Task to carry out
Select every line in the records below that contains the word "vegetation" and copy each one out. Match case exactly.

┌──

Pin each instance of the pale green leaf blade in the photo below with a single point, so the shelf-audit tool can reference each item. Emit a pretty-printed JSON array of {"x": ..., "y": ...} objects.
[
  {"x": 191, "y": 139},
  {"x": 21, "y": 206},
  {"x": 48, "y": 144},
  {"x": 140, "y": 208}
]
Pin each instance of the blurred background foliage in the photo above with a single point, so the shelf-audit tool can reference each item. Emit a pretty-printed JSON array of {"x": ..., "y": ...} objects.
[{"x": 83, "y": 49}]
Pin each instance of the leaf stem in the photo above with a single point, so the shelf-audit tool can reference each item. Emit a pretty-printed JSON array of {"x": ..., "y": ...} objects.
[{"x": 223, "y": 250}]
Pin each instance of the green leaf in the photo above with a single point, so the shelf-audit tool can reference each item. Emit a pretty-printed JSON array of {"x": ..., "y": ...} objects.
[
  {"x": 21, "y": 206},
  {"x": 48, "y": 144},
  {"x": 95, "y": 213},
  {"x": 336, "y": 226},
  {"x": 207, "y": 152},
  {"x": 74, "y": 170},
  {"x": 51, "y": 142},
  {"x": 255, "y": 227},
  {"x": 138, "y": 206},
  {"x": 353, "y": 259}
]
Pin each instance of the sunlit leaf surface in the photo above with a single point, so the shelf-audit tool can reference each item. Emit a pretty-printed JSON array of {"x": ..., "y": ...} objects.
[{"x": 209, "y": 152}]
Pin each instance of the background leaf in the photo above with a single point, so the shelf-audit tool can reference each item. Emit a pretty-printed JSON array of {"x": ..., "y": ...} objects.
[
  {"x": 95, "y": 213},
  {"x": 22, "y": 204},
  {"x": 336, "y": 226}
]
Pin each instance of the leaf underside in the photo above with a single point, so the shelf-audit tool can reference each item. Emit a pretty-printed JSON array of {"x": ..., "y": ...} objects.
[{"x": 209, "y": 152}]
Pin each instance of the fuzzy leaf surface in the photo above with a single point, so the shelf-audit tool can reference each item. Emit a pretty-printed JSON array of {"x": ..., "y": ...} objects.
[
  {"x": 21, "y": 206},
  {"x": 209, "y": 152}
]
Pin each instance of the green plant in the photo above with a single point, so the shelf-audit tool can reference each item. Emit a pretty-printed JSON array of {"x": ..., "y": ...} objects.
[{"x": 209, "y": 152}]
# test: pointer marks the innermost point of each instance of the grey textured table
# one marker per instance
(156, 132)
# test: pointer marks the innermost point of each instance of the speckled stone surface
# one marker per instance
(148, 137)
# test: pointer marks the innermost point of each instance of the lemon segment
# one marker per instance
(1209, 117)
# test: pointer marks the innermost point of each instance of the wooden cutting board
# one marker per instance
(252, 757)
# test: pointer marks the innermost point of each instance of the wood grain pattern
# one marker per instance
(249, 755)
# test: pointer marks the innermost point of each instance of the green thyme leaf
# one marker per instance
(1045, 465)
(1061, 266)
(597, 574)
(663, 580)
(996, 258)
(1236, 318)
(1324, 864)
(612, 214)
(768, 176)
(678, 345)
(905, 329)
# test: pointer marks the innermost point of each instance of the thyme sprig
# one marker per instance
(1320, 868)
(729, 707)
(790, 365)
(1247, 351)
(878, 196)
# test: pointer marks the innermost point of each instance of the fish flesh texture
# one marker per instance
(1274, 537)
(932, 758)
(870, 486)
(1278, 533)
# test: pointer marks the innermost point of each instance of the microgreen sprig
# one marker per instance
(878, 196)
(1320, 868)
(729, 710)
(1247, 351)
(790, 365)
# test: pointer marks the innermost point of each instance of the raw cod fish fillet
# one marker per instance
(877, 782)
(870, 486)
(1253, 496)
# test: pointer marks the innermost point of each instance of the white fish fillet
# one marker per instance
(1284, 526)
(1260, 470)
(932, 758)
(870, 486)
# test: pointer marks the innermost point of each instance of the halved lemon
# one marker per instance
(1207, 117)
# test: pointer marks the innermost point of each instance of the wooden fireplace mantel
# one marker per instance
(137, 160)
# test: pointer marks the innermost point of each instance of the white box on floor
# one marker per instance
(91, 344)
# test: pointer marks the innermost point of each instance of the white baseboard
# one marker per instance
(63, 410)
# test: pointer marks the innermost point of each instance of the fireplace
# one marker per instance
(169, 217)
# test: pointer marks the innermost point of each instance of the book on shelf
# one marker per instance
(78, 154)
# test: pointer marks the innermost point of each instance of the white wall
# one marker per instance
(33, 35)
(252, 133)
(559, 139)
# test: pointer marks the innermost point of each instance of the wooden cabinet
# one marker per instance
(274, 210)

└──
┌──

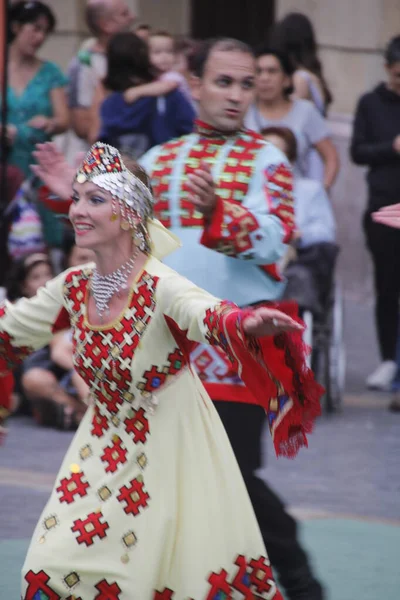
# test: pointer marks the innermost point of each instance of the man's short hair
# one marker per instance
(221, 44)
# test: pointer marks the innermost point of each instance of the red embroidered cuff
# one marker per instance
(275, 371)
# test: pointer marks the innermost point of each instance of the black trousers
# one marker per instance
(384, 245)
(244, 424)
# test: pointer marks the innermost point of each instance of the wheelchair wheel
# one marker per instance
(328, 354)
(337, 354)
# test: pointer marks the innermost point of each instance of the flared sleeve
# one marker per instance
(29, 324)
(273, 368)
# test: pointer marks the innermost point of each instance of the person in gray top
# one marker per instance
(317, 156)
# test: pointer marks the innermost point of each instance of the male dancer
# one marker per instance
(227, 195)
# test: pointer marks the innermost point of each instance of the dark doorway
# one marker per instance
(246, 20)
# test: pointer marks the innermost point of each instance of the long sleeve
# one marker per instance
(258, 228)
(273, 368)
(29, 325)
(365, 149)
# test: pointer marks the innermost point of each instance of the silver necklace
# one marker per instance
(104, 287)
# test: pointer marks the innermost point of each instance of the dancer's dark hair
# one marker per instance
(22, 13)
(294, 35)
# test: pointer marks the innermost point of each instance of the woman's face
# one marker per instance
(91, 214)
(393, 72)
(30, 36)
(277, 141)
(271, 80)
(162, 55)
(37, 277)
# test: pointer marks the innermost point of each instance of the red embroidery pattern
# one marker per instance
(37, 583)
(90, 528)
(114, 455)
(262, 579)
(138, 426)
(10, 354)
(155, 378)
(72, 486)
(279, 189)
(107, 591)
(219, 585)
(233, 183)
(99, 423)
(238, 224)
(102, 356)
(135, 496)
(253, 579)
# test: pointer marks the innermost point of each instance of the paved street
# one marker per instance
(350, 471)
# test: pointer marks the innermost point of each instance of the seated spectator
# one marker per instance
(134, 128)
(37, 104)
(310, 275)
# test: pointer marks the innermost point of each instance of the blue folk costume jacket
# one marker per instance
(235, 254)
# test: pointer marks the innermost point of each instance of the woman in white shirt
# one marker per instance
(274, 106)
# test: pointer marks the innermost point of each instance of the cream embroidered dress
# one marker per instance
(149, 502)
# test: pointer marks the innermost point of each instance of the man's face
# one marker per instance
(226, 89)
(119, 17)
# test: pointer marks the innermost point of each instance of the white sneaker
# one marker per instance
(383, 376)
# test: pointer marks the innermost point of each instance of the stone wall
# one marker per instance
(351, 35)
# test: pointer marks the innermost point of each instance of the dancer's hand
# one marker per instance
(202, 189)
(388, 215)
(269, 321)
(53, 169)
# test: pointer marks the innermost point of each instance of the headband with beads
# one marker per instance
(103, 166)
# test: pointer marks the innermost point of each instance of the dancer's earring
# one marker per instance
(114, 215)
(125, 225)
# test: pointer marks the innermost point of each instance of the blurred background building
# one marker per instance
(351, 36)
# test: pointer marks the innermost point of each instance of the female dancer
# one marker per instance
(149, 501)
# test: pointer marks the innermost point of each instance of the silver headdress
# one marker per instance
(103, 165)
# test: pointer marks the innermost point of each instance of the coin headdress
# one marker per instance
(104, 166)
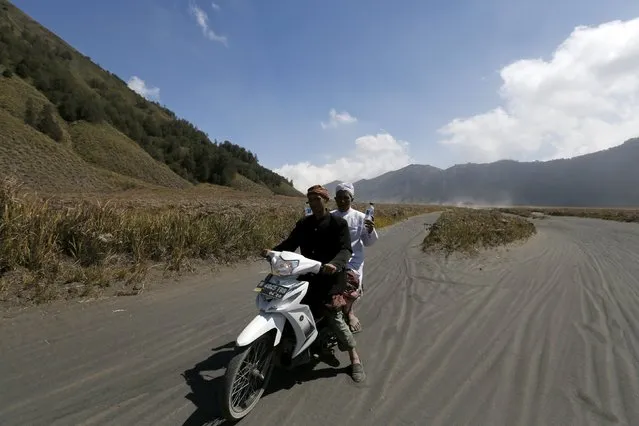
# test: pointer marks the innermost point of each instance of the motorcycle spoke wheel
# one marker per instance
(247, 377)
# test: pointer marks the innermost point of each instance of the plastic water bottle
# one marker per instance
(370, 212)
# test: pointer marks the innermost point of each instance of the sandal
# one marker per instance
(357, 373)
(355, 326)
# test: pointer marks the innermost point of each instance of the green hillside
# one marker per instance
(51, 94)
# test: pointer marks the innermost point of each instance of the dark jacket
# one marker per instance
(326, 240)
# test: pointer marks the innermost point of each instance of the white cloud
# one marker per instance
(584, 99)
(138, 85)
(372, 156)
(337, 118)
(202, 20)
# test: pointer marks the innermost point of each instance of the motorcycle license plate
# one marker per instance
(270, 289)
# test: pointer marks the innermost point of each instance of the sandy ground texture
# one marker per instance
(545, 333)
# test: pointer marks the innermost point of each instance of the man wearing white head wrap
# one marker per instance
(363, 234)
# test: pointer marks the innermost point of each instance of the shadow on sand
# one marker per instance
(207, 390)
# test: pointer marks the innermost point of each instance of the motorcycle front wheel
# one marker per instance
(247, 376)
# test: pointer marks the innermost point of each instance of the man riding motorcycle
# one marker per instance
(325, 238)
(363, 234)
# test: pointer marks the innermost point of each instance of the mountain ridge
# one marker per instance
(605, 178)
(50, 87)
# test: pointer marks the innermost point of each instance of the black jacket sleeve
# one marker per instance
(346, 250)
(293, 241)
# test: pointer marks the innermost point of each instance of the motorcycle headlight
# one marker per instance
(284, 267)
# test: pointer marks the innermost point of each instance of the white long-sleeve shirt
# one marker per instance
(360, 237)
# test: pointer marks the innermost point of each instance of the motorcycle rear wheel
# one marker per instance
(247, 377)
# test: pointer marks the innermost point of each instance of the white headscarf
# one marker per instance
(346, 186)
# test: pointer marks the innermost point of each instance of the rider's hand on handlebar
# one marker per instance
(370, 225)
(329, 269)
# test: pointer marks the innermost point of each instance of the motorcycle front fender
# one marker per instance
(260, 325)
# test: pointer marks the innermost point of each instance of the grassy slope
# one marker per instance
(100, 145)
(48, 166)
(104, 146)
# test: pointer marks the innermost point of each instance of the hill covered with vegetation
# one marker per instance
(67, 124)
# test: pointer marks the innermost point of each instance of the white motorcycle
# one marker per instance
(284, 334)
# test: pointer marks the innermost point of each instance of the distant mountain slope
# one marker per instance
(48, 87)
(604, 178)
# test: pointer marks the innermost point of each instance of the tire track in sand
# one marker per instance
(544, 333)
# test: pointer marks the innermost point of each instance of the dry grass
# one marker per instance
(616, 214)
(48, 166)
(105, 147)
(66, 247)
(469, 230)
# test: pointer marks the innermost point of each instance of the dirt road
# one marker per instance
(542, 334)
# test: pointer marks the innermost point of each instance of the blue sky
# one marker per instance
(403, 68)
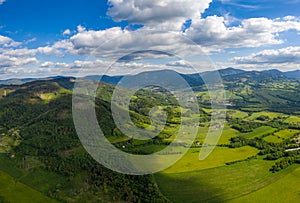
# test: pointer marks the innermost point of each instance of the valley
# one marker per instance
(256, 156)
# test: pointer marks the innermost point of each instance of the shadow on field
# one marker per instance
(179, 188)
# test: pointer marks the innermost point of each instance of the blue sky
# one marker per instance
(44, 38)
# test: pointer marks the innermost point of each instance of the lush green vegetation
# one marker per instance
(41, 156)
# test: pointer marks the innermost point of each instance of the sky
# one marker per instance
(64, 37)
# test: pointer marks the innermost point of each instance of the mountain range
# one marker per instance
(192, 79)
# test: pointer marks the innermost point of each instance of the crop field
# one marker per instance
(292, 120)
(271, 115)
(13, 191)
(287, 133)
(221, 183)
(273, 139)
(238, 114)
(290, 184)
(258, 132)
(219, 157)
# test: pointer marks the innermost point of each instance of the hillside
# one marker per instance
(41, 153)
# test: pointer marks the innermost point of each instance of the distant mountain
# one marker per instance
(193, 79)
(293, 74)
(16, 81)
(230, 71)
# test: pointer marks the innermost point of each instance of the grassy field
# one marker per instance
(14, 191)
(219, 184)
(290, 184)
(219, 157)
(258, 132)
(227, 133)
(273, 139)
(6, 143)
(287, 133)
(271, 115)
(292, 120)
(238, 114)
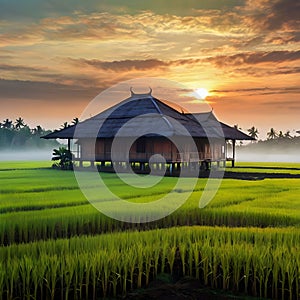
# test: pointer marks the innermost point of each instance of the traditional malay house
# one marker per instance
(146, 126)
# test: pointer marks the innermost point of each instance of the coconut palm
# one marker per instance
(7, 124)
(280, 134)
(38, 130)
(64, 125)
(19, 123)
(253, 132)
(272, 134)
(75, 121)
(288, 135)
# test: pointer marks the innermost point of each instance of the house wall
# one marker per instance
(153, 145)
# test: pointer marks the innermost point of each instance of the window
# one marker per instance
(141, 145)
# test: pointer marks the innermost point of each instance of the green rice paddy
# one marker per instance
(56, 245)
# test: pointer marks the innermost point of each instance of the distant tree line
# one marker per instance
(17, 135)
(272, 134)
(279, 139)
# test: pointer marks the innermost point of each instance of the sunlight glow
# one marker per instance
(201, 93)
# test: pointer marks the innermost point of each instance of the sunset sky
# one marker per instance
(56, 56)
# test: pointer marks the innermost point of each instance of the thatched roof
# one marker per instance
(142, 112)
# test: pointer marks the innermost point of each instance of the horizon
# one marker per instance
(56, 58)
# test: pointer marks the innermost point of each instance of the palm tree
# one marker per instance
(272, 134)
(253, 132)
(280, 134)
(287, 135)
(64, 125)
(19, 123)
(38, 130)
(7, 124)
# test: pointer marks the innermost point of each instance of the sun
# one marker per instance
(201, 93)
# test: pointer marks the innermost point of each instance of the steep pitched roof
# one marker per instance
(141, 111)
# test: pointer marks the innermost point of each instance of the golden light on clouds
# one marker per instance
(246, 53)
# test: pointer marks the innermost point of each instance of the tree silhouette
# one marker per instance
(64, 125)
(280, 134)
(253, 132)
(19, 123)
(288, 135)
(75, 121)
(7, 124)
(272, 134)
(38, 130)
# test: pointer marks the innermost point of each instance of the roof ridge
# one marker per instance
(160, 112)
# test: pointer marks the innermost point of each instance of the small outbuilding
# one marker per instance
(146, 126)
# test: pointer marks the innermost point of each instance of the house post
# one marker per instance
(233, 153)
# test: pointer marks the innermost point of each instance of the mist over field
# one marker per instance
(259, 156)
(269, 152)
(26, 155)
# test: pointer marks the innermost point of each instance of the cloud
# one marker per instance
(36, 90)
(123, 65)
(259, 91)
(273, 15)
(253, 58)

└──

Output of the exercise
# test: pointer marks the innermost point of each instance of the hill covered with vegetation
# test: pointer marks the innermost point of each instance of the lush green vegetation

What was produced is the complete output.